EXERCISE TEXT —
☆ ☆ ☆

20240718 Bridgeport to South Lake Tahoe (mile 1050)

We awoke in the historic Bridgeport Inn to a historic stink. We had been unable to find anywhere to do laundry in town the day before and so had attempted to do it in the hotel shower with a detergent pod and a drybag. With nowhere to dry and clothes hanging everywhere in the tiny twin room, the three of us were stuck marinating all night in there with it. Fortunately we had the foresight to cram our hiking shoes into the small chest of drawers at the far end of the room, but there was definitely a funk in the air by the time the hot July sun rose over town.
Bristol Jasper was heading north on highway 395, straight to South Lake Tahoe. He had only come to California to section-hike the Sierra, and his flight home loomed on the horizon. We had hiked with him solidly since Red's Meadow so it was sad to see him go. As we stumbled about trying to locate breakfast and make plans for getting back to trail, and yell came down to us from on of the first floor windows at Rhino's Bar & Grill.
"You guys need a ride?"
Squinting up in the morning sun we could just about make out Steve, the bar's owner, silhouetted against one of the windows.

☆ ☆ ☆

DATASET EXCERPT —
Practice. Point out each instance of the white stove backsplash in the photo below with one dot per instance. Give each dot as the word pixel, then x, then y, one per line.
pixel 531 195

☆ ☆ ☆

WHAT IS BEING ASKED —
Answer these questions from the Bridgeport to South Lake Tahoe text:
1. Where did the three hikers put their hiking shoes overnight?
2. Which highway was Bristol Jasper taking north?
3. Who asked the hikers whether they needed a ride?

RESULT OF THE EXERCISE —
1. Into the small chest of drawers at the far end of the room.
2. Highway 395.
3. Steve, the owner of Rhino's Bar & Grill.